Task directions »
The lines to be copied run from the one containing "# mark the region of every instance of the car" to the end of the material below; reproduce them exactly, including both ends, and nothing more.
— start Extracted data —
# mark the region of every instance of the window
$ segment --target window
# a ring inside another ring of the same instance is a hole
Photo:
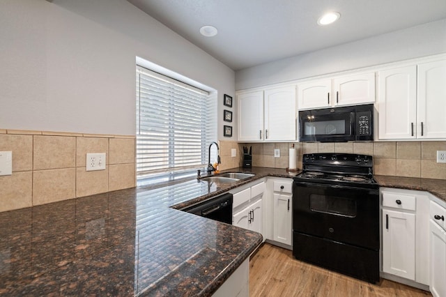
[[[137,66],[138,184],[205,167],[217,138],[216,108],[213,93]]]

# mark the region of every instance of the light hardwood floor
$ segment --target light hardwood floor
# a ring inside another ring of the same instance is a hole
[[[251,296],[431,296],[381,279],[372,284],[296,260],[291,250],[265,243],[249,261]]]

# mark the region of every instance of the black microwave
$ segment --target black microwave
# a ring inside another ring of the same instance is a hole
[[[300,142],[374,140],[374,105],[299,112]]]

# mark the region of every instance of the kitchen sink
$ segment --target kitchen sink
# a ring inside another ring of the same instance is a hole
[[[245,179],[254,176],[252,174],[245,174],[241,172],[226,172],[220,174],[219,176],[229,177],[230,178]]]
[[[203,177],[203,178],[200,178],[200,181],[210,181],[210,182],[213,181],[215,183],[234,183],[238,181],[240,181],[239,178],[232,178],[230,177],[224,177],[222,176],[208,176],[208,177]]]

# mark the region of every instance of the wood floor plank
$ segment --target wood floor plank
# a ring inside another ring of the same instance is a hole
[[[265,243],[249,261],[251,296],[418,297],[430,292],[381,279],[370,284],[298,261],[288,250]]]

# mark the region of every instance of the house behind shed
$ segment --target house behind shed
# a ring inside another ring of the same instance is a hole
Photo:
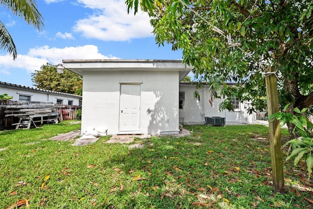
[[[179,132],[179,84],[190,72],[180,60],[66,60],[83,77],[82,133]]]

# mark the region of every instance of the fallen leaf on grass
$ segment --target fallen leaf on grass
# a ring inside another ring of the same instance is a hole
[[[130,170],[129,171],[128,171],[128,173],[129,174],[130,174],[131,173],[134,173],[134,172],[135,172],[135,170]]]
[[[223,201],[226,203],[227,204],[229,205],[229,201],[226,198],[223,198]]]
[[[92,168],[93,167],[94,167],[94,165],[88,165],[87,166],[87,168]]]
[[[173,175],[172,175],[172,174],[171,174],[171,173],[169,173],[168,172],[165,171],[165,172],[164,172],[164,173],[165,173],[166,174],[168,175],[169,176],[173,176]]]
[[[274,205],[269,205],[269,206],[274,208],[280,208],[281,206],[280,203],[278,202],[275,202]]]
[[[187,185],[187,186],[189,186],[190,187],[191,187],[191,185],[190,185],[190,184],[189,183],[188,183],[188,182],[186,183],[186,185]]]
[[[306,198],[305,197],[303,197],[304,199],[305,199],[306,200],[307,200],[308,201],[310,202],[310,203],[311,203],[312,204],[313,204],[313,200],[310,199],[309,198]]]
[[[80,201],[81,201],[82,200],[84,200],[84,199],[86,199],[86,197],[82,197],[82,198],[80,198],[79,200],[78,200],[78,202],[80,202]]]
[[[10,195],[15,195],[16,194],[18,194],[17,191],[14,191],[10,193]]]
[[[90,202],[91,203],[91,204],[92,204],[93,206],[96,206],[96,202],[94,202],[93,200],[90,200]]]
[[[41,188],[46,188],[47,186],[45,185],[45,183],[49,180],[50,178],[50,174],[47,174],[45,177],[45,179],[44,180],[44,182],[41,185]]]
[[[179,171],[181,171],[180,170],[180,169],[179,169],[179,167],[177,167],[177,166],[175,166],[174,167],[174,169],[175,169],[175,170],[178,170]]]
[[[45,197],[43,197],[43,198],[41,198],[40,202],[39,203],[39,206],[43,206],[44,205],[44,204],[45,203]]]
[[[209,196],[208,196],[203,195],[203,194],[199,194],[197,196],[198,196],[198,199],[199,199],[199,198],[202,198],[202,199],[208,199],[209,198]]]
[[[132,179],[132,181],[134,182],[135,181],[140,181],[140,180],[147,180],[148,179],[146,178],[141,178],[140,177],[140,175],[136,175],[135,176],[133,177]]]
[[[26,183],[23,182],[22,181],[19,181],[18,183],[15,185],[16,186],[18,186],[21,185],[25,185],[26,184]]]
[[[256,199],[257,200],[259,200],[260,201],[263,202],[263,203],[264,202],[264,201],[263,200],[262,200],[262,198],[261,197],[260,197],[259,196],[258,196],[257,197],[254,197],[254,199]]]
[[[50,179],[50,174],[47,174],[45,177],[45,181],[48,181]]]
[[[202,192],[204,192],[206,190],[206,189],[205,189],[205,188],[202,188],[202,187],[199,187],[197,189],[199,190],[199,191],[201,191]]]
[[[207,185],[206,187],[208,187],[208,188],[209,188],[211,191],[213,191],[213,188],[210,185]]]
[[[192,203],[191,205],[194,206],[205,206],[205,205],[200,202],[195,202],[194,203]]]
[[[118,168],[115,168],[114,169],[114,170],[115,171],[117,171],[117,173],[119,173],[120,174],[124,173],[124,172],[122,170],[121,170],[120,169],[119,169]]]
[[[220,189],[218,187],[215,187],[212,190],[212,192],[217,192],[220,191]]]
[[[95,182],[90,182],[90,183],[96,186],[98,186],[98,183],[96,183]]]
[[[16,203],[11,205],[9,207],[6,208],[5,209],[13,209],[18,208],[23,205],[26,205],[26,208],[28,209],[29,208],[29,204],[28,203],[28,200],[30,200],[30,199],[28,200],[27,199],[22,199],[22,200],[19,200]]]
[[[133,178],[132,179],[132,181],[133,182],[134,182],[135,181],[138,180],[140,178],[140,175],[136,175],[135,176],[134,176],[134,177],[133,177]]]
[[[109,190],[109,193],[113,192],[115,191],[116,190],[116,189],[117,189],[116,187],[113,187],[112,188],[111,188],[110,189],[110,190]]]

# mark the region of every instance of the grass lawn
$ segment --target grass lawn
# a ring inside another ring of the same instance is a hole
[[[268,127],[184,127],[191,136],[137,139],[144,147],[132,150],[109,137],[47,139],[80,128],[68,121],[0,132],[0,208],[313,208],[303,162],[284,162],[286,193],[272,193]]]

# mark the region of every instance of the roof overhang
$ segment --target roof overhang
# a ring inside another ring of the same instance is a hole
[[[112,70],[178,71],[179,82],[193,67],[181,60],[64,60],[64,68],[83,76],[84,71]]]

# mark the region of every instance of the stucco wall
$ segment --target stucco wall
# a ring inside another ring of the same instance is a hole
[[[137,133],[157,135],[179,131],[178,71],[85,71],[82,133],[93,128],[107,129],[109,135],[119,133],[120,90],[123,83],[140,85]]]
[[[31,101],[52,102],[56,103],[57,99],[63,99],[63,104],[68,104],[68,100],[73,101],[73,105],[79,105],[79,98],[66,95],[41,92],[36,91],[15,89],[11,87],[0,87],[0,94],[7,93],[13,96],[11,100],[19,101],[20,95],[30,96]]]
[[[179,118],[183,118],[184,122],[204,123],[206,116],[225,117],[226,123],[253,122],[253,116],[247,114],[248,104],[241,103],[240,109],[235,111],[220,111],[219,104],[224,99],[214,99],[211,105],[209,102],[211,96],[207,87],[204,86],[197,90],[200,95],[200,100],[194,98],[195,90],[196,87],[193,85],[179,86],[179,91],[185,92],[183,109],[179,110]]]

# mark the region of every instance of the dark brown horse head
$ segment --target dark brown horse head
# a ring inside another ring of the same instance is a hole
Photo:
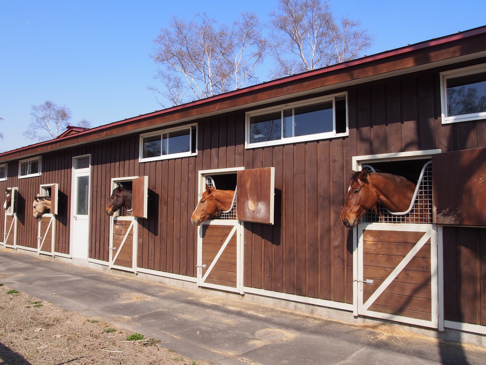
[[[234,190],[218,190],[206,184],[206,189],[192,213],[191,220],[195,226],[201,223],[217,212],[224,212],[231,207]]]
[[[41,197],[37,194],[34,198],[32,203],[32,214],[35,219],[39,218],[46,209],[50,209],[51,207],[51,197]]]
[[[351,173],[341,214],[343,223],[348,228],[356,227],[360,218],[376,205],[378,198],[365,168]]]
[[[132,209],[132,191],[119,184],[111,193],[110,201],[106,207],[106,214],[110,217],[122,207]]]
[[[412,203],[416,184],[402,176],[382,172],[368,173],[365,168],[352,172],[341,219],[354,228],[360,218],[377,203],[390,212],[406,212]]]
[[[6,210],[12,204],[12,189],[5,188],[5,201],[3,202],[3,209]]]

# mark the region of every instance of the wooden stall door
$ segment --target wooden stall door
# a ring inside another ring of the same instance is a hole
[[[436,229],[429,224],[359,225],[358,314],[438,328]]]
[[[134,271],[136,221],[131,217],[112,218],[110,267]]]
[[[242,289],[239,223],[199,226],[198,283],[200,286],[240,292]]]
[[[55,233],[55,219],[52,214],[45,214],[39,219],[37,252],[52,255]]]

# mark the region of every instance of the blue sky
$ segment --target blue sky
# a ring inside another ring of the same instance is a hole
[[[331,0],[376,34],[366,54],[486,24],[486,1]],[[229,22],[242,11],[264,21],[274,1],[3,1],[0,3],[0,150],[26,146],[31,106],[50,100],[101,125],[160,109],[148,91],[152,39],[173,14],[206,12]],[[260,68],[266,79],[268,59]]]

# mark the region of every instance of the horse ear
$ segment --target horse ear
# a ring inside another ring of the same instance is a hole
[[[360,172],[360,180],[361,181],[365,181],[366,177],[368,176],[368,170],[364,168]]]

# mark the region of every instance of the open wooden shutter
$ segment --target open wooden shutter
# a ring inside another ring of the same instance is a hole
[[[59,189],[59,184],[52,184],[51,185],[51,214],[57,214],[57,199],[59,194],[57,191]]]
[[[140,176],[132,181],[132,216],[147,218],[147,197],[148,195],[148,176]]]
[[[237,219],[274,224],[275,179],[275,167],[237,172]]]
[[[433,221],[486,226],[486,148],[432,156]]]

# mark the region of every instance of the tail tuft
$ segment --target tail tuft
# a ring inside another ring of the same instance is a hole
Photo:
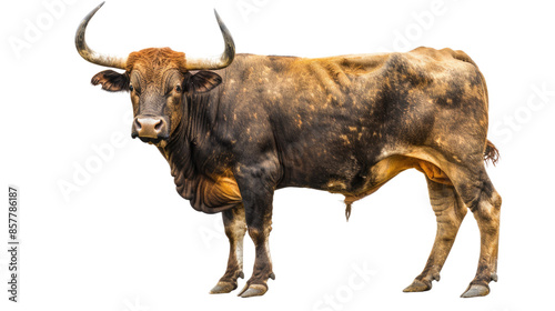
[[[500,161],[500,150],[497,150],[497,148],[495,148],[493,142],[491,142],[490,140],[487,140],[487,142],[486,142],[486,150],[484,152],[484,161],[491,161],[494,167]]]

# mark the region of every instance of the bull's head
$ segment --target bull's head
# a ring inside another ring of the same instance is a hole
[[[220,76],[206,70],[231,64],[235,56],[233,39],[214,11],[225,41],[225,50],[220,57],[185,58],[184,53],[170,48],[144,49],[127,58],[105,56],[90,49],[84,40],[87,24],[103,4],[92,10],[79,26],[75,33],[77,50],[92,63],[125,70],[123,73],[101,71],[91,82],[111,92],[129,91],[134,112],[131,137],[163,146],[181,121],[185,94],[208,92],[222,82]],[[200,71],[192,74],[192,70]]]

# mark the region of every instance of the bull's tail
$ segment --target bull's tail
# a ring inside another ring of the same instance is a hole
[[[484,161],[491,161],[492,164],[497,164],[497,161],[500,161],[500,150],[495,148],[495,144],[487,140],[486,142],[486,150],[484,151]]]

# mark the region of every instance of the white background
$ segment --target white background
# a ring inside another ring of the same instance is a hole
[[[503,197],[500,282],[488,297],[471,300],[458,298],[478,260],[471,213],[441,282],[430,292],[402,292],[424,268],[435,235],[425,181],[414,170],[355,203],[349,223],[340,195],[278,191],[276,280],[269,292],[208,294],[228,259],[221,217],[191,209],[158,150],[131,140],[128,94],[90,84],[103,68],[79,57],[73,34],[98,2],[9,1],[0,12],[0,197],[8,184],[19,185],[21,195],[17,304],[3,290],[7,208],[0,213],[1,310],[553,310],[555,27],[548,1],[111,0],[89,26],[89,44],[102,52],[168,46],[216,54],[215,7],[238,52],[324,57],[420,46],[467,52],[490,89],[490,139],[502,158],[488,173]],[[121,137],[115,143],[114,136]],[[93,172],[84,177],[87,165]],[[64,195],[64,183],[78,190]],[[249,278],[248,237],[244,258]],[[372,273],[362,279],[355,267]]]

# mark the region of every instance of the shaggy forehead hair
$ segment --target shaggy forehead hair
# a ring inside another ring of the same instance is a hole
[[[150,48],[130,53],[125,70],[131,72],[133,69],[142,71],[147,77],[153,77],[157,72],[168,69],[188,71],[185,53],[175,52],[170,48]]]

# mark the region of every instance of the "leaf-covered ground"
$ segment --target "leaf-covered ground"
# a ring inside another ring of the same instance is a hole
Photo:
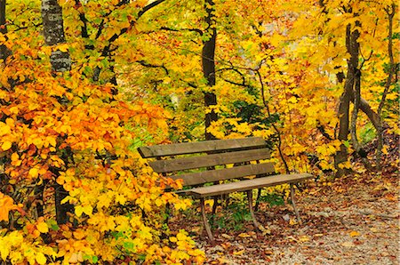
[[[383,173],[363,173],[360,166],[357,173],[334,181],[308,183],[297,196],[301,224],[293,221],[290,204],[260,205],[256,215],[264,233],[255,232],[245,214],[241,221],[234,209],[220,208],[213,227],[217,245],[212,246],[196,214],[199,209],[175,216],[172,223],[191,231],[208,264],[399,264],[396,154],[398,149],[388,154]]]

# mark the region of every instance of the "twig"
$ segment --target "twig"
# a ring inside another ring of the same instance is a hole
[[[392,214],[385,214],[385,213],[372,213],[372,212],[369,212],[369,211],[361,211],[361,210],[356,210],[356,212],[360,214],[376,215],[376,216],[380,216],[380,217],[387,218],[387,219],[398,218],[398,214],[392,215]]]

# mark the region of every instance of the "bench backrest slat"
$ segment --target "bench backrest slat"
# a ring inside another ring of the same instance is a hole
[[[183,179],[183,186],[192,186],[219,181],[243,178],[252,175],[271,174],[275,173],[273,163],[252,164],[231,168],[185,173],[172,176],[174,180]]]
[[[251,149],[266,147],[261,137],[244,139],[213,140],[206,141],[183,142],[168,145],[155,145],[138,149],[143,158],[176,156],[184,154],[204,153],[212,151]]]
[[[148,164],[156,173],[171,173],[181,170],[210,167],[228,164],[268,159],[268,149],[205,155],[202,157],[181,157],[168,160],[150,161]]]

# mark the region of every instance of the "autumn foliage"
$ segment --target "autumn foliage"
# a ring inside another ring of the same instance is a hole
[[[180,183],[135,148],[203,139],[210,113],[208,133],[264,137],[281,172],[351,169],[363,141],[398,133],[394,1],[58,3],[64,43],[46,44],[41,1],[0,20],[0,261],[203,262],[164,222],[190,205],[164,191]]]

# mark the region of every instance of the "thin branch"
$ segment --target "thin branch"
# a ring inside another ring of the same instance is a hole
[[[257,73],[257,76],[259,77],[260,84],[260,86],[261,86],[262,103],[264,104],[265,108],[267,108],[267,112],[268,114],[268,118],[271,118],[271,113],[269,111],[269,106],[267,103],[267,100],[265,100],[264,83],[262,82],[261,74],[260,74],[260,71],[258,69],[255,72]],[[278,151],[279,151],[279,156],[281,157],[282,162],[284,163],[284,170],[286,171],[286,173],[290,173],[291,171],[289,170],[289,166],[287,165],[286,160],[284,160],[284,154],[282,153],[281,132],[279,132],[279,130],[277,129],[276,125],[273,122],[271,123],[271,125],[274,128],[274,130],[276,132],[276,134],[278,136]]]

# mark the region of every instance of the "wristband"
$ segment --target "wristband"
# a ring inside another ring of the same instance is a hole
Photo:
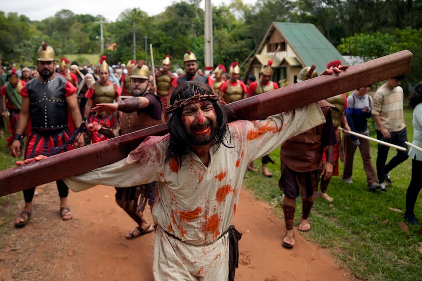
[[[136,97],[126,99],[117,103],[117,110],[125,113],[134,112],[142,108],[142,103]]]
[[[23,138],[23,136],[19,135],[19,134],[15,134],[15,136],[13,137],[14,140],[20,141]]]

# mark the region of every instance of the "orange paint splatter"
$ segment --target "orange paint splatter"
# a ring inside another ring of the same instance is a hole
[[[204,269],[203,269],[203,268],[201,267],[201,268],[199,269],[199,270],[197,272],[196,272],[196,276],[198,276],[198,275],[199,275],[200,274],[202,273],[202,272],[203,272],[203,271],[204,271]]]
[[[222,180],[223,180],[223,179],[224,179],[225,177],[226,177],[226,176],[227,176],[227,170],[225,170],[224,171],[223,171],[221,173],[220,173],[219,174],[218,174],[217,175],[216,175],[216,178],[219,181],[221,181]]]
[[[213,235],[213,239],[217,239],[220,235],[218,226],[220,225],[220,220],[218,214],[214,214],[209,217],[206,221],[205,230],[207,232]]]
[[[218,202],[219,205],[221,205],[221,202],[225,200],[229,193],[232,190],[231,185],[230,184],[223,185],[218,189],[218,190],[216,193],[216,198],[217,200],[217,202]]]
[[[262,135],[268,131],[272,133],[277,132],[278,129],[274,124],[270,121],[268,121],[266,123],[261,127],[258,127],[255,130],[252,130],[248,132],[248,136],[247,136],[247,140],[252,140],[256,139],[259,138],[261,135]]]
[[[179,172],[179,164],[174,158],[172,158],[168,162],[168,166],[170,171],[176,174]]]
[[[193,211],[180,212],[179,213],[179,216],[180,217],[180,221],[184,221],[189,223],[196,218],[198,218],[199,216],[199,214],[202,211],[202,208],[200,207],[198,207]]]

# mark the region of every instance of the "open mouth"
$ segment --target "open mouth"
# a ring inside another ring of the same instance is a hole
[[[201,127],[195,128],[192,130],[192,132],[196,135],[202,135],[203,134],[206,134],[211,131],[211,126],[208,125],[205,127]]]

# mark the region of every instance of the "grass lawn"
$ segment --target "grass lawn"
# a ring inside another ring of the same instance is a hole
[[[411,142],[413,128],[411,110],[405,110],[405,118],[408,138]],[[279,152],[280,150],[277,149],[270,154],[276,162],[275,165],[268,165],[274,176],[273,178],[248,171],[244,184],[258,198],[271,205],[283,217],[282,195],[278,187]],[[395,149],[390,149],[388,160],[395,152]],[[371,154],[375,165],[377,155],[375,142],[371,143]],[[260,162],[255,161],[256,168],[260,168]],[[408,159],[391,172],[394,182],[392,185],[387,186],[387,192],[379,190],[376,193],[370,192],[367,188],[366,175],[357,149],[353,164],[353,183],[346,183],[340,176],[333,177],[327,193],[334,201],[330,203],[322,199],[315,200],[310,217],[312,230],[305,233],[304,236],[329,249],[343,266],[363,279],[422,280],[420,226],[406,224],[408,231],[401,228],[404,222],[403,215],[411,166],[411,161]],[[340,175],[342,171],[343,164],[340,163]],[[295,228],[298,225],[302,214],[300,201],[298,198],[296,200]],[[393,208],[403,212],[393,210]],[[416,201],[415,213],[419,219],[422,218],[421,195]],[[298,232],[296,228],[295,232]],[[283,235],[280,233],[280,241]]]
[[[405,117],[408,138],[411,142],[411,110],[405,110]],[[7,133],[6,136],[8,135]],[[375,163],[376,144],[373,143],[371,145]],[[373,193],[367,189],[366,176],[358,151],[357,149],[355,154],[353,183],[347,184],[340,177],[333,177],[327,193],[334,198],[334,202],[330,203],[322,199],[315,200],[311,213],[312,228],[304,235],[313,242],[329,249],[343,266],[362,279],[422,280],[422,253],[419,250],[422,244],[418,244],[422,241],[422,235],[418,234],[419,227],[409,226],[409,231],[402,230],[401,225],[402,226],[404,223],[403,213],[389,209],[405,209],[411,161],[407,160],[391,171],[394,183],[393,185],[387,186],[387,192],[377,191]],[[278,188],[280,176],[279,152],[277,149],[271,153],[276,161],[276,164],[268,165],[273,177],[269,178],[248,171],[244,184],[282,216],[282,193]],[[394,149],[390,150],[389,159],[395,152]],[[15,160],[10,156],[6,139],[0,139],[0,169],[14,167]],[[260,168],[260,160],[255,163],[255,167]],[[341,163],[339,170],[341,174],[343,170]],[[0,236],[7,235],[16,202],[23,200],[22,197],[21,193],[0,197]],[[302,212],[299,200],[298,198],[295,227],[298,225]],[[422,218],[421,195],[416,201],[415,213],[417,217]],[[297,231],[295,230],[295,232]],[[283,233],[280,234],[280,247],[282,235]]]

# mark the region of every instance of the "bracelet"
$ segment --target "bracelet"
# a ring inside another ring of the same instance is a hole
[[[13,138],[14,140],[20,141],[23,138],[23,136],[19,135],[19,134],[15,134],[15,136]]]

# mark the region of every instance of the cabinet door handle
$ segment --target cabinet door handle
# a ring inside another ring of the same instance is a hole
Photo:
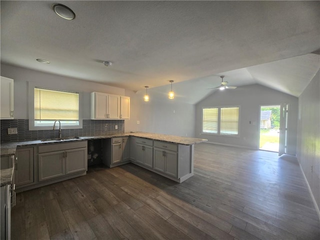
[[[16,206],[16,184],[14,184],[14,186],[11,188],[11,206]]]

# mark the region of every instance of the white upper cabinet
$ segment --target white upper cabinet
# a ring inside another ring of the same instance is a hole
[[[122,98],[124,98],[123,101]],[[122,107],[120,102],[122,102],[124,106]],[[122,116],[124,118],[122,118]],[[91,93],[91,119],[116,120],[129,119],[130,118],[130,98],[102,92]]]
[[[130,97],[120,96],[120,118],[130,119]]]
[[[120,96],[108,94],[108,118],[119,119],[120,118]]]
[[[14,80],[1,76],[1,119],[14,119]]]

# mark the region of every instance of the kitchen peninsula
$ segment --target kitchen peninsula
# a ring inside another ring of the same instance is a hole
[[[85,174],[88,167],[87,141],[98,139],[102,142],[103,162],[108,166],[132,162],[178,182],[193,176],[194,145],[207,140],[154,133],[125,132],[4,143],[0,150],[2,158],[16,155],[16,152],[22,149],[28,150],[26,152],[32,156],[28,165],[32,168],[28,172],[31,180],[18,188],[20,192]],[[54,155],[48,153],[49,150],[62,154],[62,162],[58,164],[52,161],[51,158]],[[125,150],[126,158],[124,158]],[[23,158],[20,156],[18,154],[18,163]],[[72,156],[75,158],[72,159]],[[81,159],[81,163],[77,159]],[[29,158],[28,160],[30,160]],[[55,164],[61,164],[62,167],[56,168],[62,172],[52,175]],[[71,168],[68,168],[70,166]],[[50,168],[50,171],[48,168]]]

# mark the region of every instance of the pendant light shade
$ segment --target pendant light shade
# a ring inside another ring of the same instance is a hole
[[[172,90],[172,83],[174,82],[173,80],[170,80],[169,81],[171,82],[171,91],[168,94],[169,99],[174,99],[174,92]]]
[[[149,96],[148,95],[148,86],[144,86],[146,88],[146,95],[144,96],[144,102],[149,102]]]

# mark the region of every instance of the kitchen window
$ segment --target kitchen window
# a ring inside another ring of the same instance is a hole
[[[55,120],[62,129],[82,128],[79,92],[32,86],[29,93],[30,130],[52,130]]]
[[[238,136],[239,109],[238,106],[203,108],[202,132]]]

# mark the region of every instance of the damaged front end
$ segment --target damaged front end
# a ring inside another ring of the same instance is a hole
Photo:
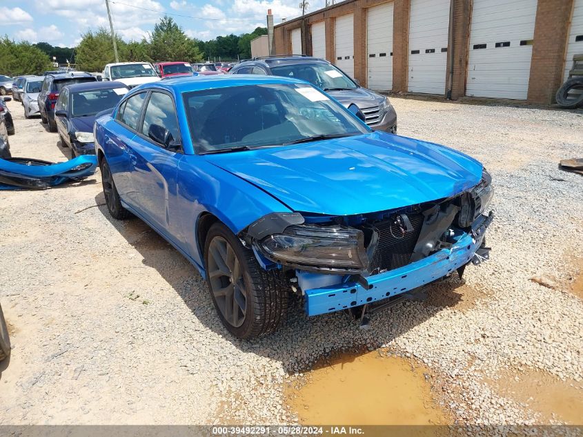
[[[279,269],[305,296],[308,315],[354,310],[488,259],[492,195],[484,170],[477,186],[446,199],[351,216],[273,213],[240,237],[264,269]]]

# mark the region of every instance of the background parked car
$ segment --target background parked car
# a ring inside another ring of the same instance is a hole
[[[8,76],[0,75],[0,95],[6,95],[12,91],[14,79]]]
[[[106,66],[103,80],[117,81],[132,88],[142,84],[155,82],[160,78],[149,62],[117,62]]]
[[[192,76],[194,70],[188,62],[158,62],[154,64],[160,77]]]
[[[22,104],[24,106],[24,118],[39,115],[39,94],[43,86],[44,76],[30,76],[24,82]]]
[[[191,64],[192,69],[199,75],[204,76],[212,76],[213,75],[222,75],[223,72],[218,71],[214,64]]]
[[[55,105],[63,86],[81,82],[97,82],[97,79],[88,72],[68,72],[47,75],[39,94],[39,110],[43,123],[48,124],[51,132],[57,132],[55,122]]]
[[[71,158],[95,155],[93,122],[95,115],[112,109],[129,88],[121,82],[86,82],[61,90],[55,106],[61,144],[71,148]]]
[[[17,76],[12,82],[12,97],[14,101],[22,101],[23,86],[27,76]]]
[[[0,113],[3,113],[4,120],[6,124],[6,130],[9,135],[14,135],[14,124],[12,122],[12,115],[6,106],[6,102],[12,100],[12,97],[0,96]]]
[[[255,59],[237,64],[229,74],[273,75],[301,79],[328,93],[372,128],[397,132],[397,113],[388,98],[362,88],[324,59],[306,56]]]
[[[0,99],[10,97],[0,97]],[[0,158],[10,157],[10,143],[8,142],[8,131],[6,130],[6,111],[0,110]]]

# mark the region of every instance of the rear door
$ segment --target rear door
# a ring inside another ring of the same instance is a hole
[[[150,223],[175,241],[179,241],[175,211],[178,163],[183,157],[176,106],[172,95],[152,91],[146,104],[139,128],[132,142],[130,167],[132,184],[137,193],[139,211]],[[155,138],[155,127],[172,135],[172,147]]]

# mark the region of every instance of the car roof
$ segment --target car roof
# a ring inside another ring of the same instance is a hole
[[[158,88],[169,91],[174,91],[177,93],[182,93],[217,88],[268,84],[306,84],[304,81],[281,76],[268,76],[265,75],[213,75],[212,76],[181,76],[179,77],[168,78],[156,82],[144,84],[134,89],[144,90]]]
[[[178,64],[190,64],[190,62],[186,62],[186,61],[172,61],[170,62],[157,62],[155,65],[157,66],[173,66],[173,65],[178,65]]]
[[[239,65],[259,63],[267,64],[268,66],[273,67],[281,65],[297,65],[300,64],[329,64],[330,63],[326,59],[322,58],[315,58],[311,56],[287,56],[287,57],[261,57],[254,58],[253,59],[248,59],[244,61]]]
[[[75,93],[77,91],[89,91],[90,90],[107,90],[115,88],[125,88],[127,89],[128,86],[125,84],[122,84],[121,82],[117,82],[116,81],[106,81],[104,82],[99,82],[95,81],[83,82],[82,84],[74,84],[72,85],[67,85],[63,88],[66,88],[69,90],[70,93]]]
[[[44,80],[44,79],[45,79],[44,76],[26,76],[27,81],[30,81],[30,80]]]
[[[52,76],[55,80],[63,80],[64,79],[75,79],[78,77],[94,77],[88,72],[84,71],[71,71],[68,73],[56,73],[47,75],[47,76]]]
— end Extracted data —
Solved exercise »
# mark the region of every instance of the car roof
$ segment --target car roof
# a ring inside another ring of the same instance is a hole
[[[158,88],[169,91],[174,91],[177,93],[182,93],[217,88],[268,84],[306,84],[304,81],[281,76],[268,76],[265,75],[213,75],[212,76],[181,76],[179,77],[168,78],[156,82],[144,84],[134,89],[144,90]]]
[[[178,64],[190,64],[190,62],[186,62],[186,61],[172,61],[170,62],[157,62],[155,65],[157,66],[173,66],[173,65],[178,65]]]
[[[239,65],[259,63],[267,64],[268,66],[273,67],[281,65],[297,65],[300,64],[329,64],[330,63],[326,59],[322,58],[315,58],[311,56],[287,56],[287,57],[261,57],[254,58],[253,59],[248,59],[244,61]]]
[[[75,93],[77,91],[89,91],[90,90],[107,90],[115,88],[125,88],[127,89],[128,86],[125,84],[122,84],[121,82],[117,82],[116,81],[106,81],[104,82],[99,82],[95,81],[83,82],[82,84],[74,84],[72,85],[67,85],[63,88],[66,88],[69,90],[70,93]]]
[[[44,80],[44,79],[45,79],[44,76],[26,76],[27,81],[30,81],[30,80]]]
[[[52,76],[55,80],[63,80],[64,79],[75,79],[78,77],[94,77],[88,72],[84,71],[71,71],[68,73],[56,73],[47,75],[47,76]]]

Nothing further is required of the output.